| Work to do |
In the passage on incentive fees, how much of the incentive fees for the year ended December 31, 2025 was deferred and accrued?

Incentive fees for the years ended December 31, 2025, 2024, and 2023 were $14.5 million, $14.6 million and $19.0 million, respectively. Incentive fees remained relatively unchanged for the year ended December 31, 2025 as compared to the year ended December 31, 2024. Incentive fees decreased for the year ended December 31, 2024 from the year ended December 31, 2023 due to a decrease in net investment income. For the year ended December 31, 2025, $12.4 million of the incentive fees were payable in cash and $2.1 million were deferred and accrued. For the year ended December 31, 2024, $13.6 million of the incentive fees were payable in cash and $1.0 million were deferred and accrued. For the year ended December 31, 2023, $14.9 million of the incentive fees were payable in cash and $4.1 million were deferred and accrued. Incentive fees per share for the years ended December 31, 2025, 2024, and 2023 were $0.39 per share, $0.38 per share, and $0.47 per share, respectively.

| Extracted data |
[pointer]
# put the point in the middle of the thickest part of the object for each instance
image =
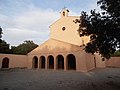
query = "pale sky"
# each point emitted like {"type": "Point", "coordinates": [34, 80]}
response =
{"type": "Point", "coordinates": [30, 19]}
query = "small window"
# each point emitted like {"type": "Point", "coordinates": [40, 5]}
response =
{"type": "Point", "coordinates": [63, 13]}
{"type": "Point", "coordinates": [63, 28]}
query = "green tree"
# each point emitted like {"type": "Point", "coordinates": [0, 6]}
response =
{"type": "Point", "coordinates": [0, 34]}
{"type": "Point", "coordinates": [4, 47]}
{"type": "Point", "coordinates": [103, 28]}
{"type": "Point", "coordinates": [24, 48]}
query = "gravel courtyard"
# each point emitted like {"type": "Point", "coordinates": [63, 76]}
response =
{"type": "Point", "coordinates": [24, 79]}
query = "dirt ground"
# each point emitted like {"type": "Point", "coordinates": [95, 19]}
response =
{"type": "Point", "coordinates": [24, 79]}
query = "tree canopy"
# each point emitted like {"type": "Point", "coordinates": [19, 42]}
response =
{"type": "Point", "coordinates": [24, 48]}
{"type": "Point", "coordinates": [0, 34]}
{"type": "Point", "coordinates": [102, 27]}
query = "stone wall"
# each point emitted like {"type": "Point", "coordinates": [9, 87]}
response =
{"type": "Point", "coordinates": [15, 61]}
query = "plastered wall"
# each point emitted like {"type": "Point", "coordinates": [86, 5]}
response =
{"type": "Point", "coordinates": [14, 60]}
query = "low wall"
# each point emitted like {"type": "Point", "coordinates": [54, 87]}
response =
{"type": "Point", "coordinates": [113, 62]}
{"type": "Point", "coordinates": [15, 61]}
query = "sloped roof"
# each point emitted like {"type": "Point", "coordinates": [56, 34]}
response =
{"type": "Point", "coordinates": [55, 46]}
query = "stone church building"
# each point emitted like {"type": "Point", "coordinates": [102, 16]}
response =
{"type": "Point", "coordinates": [62, 51]}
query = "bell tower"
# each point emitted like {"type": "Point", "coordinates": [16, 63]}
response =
{"type": "Point", "coordinates": [64, 12]}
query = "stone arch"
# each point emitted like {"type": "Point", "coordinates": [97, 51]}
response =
{"type": "Point", "coordinates": [42, 62]}
{"type": "Point", "coordinates": [35, 62]}
{"type": "Point", "coordinates": [60, 62]}
{"type": "Point", "coordinates": [50, 62]}
{"type": "Point", "coordinates": [5, 62]}
{"type": "Point", "coordinates": [71, 62]}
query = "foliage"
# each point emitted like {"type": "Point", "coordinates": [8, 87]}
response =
{"type": "Point", "coordinates": [4, 47]}
{"type": "Point", "coordinates": [116, 54]}
{"type": "Point", "coordinates": [24, 48]}
{"type": "Point", "coordinates": [0, 34]}
{"type": "Point", "coordinates": [103, 28]}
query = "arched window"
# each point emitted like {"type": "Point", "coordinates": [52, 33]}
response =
{"type": "Point", "coordinates": [42, 62]}
{"type": "Point", "coordinates": [50, 62]}
{"type": "Point", "coordinates": [71, 62]}
{"type": "Point", "coordinates": [35, 62]}
{"type": "Point", "coordinates": [63, 13]}
{"type": "Point", "coordinates": [60, 62]}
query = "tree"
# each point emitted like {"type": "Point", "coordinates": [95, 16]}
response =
{"type": "Point", "coordinates": [103, 28]}
{"type": "Point", "coordinates": [0, 34]}
{"type": "Point", "coordinates": [24, 48]}
{"type": "Point", "coordinates": [4, 47]}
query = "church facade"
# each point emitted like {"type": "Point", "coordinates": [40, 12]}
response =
{"type": "Point", "coordinates": [62, 51]}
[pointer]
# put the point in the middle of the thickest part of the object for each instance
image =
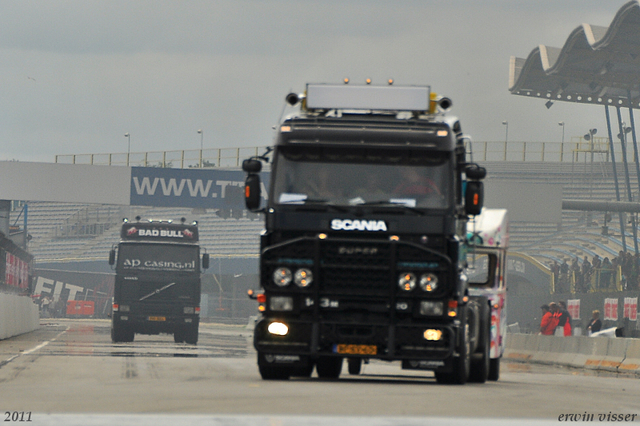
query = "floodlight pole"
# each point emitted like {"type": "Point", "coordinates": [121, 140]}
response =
{"type": "Point", "coordinates": [623, 142]}
{"type": "Point", "coordinates": [506, 138]}
{"type": "Point", "coordinates": [615, 176]}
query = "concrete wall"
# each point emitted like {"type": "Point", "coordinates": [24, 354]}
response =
{"type": "Point", "coordinates": [619, 355]}
{"type": "Point", "coordinates": [18, 315]}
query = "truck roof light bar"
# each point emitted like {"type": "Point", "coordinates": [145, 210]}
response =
{"type": "Point", "coordinates": [384, 98]}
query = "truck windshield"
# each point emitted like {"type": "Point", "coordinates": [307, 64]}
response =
{"type": "Point", "coordinates": [362, 176]}
{"type": "Point", "coordinates": [158, 257]}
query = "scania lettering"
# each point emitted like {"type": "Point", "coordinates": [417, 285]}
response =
{"type": "Point", "coordinates": [358, 225]}
{"type": "Point", "coordinates": [364, 252]}
{"type": "Point", "coordinates": [157, 286]}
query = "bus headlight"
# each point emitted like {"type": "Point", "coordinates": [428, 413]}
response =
{"type": "Point", "coordinates": [282, 277]}
{"type": "Point", "coordinates": [407, 281]}
{"type": "Point", "coordinates": [429, 282]}
{"type": "Point", "coordinates": [278, 328]}
{"type": "Point", "coordinates": [303, 277]}
{"type": "Point", "coordinates": [433, 334]}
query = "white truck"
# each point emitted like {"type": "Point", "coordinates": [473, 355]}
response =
{"type": "Point", "coordinates": [488, 236]}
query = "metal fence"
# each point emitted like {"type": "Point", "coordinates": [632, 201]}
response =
{"type": "Point", "coordinates": [182, 159]}
{"type": "Point", "coordinates": [575, 150]}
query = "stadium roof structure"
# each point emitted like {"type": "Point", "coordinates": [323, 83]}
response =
{"type": "Point", "coordinates": [597, 65]}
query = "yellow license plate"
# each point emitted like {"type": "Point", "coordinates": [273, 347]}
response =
{"type": "Point", "coordinates": [157, 318]}
{"type": "Point", "coordinates": [357, 349]}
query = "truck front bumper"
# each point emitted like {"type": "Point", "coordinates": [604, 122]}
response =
{"type": "Point", "coordinates": [418, 342]}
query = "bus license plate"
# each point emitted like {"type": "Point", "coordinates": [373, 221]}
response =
{"type": "Point", "coordinates": [356, 349]}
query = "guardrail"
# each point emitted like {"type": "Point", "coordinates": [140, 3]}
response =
{"type": "Point", "coordinates": [619, 355]}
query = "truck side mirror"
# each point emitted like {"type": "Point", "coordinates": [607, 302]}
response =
{"type": "Point", "coordinates": [252, 166]}
{"type": "Point", "coordinates": [475, 172]}
{"type": "Point", "coordinates": [252, 191]}
{"type": "Point", "coordinates": [474, 197]}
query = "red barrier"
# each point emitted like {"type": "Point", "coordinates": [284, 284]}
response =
{"type": "Point", "coordinates": [84, 308]}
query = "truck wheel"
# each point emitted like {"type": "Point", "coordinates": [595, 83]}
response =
{"type": "Point", "coordinates": [461, 363]}
{"type": "Point", "coordinates": [494, 369]}
{"type": "Point", "coordinates": [121, 333]}
{"type": "Point", "coordinates": [355, 365]}
{"type": "Point", "coordinates": [191, 335]}
{"type": "Point", "coordinates": [304, 371]}
{"type": "Point", "coordinates": [480, 359]}
{"type": "Point", "coordinates": [269, 371]}
{"type": "Point", "coordinates": [329, 367]}
{"type": "Point", "coordinates": [179, 335]}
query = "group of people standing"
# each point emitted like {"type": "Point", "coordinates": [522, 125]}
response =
{"type": "Point", "coordinates": [555, 319]}
{"type": "Point", "coordinates": [598, 274]}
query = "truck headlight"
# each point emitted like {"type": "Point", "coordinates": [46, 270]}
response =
{"type": "Point", "coordinates": [431, 308]}
{"type": "Point", "coordinates": [281, 303]}
{"type": "Point", "coordinates": [303, 277]}
{"type": "Point", "coordinates": [429, 282]}
{"type": "Point", "coordinates": [282, 277]}
{"type": "Point", "coordinates": [407, 281]}
{"type": "Point", "coordinates": [278, 328]}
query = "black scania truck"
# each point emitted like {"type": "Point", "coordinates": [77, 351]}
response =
{"type": "Point", "coordinates": [157, 287]}
{"type": "Point", "coordinates": [365, 245]}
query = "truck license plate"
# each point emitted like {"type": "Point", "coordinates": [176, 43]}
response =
{"type": "Point", "coordinates": [157, 318]}
{"type": "Point", "coordinates": [356, 349]}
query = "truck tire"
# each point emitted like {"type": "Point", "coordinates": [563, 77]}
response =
{"type": "Point", "coordinates": [304, 371]}
{"type": "Point", "coordinates": [121, 333]}
{"type": "Point", "coordinates": [271, 371]}
{"type": "Point", "coordinates": [494, 369]}
{"type": "Point", "coordinates": [329, 367]}
{"type": "Point", "coordinates": [355, 366]}
{"type": "Point", "coordinates": [462, 362]}
{"type": "Point", "coordinates": [179, 335]}
{"type": "Point", "coordinates": [480, 359]}
{"type": "Point", "coordinates": [191, 335]}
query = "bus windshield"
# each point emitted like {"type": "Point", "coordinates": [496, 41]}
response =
{"type": "Point", "coordinates": [158, 257]}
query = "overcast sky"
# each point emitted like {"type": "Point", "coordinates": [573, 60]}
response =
{"type": "Point", "coordinates": [76, 75]}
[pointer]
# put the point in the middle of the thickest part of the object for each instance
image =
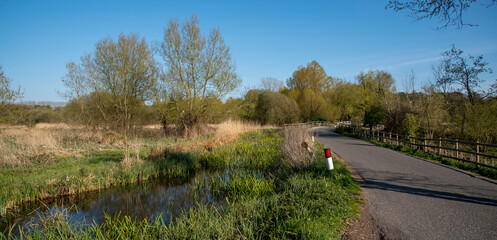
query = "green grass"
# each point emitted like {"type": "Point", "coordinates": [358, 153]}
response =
{"type": "Point", "coordinates": [264, 199]}
{"type": "Point", "coordinates": [483, 171]}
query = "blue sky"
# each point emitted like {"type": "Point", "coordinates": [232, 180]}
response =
{"type": "Point", "coordinates": [267, 38]}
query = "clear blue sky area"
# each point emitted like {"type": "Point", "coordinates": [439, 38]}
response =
{"type": "Point", "coordinates": [267, 38]}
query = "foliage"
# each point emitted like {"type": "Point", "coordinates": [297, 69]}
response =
{"type": "Point", "coordinates": [7, 94]}
{"type": "Point", "coordinates": [463, 72]}
{"type": "Point", "coordinates": [198, 71]}
{"type": "Point", "coordinates": [268, 107]}
{"type": "Point", "coordinates": [374, 116]}
{"type": "Point", "coordinates": [111, 85]}
{"type": "Point", "coordinates": [483, 171]}
{"type": "Point", "coordinates": [311, 77]}
{"type": "Point", "coordinates": [272, 84]}
{"type": "Point", "coordinates": [410, 125]}
{"type": "Point", "coordinates": [281, 203]}
{"type": "Point", "coordinates": [449, 12]}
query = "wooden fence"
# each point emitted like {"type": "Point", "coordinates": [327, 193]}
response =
{"type": "Point", "coordinates": [472, 152]}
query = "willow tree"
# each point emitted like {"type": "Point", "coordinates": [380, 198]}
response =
{"type": "Point", "coordinates": [111, 85]}
{"type": "Point", "coordinates": [7, 93]}
{"type": "Point", "coordinates": [198, 70]}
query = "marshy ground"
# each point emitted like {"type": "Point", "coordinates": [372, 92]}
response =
{"type": "Point", "coordinates": [271, 191]}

| The solution |
$2.1 million